EXPLORE THE MATERIAL →
[1] In the article on deacon candidate Tom Murrin, retype the passage starting at "In preparation for" and ending at "homeless population there.".
[2] According to the article on deacon candidate Tom Murrin, what did he study at the University of Detroit?
[3] Carry on the article about Tom Murrin's path to the permanent diaconate from the point where it stops.

EXCERPT PROVIDED →
════════════════

Deacon candidate Tom Murrin views ordination as a ‘starting point’

Maura Baker, Staff Writer

 In preparation for his ordination to the permanent diaconate this October, Tom Murrin joined the Messenger for an interview regarding his vocation and faith journey. 

Originally from Cleveland, Ohio, Mr. Murrin came to Cincinnati as part of the Jesuit Volunteer Corps. Graduating with an undergraduate degree in chemical engineering from the University of Detroit, Mr. Murrin spent his 20s in Over-the-Rhine, Cincinnati, working with the homeless population there. 

“I worked at Tender Mercies, which is a housing organization that houses the chronically mentally ill,” said Mr. Murrin., who also worked at the St. Joseph Catholic Worker House at the time. While working with these organizations in his youth, Mr. Murrin earned his master’s degree in social work, and met his wife, Mary.

════════════════

(Stored data entries)

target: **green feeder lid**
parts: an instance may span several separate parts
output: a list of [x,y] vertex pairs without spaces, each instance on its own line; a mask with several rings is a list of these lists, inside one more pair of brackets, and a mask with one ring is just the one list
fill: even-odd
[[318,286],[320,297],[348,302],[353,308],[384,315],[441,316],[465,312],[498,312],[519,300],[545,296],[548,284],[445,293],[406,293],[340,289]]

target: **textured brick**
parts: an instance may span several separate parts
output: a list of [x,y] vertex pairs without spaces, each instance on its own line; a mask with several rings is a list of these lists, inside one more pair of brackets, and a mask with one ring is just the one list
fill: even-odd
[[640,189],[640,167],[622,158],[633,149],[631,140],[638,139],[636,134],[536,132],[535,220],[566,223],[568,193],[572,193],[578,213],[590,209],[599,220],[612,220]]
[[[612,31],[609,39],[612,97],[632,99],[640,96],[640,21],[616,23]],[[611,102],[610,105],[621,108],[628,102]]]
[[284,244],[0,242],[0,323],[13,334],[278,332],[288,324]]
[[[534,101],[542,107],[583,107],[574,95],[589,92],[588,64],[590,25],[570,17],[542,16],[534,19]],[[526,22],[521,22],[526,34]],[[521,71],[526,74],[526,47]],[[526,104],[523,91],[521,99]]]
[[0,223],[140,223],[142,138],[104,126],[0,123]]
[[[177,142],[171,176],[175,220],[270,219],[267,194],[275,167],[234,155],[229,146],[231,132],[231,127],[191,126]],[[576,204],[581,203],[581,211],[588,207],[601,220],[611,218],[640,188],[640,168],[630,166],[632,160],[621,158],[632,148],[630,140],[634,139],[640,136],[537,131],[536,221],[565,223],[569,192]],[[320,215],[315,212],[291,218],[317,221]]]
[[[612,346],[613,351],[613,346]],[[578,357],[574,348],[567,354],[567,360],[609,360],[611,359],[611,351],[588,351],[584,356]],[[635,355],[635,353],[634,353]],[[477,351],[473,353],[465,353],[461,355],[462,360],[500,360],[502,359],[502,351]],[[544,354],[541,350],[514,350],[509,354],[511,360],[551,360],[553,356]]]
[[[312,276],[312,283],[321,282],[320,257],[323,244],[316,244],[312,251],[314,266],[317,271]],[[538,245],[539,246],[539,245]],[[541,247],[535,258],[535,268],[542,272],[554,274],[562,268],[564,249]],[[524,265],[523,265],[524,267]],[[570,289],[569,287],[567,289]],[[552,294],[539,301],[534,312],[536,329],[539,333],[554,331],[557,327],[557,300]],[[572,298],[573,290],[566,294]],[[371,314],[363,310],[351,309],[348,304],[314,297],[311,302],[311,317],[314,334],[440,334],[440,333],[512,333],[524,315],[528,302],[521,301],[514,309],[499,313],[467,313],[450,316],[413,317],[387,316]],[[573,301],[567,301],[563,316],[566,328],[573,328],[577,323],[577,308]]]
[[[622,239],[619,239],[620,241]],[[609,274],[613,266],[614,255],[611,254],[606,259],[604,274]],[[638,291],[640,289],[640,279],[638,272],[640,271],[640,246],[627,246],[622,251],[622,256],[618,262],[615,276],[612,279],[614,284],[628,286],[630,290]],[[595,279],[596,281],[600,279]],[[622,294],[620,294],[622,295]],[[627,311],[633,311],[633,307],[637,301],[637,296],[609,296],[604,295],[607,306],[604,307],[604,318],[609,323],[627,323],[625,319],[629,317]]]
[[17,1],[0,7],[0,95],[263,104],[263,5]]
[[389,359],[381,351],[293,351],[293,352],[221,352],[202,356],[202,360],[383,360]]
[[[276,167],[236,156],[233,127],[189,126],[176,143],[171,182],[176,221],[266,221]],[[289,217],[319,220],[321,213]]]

════════════════

ANSWERS BELOW →
[1]
In preparation for his ordination to the permanent diaconate this October, Tom Murrin joined the Messenger for an interview regarding his vocation and faith journey. 

Originally from Cleveland, Ohio, Mr. Murrin came to Cincinnati as part of the Jesuit Volunteer Corps. Graduating with an undergraduate degree in chemical engineering from the University of Detroit, Mr. Murrin spent his 20s in Over-the-Rhine, Cincinnati, working with the homeless population there.

[2] Chemical engineering, for his undergraduate degree.

[3]
“It would have been 2012,” recalled Mr. Murrin, “I got a phone call from my brother who is now a deacon in the Diocese of Columbus. Kevin is two years younger than me, and Kevin told me he thought he was being called to be a deacon. I said to Kevin at the time, you know, I have had those thoughts as well,” he said. 

Mr. Murrin’s brother, Kevin Murrin, was ordained by the Diocese of Columbus in 2016, and Tom Murrin began pursuing his vocation three years later in 2019, after he and Mary had become “empty-nesters.” 

Originally, Mr. Murrin was to be ordained in April this year. However, an injury delayed the ordination. “On Superbowl Sunday last year, I was carrying my daughter’s bags out to her car. And the Superbowl was right when we had an ice storm,” said Mr. Murrin. “I slipped on the ice and hit the back of my head. I suffered a subdural hematoma, which is bleeding on the brain. I spent 19 days in the hospital. I had 9 brain surgeries… and that was what prevented me from being ordained with my fellow class.” 

“I don’t want to say the experience was a great experience,” he continued, “but it was a very spiritually rewarding experience. It has only more confirmed my interest in doing this for the Church.”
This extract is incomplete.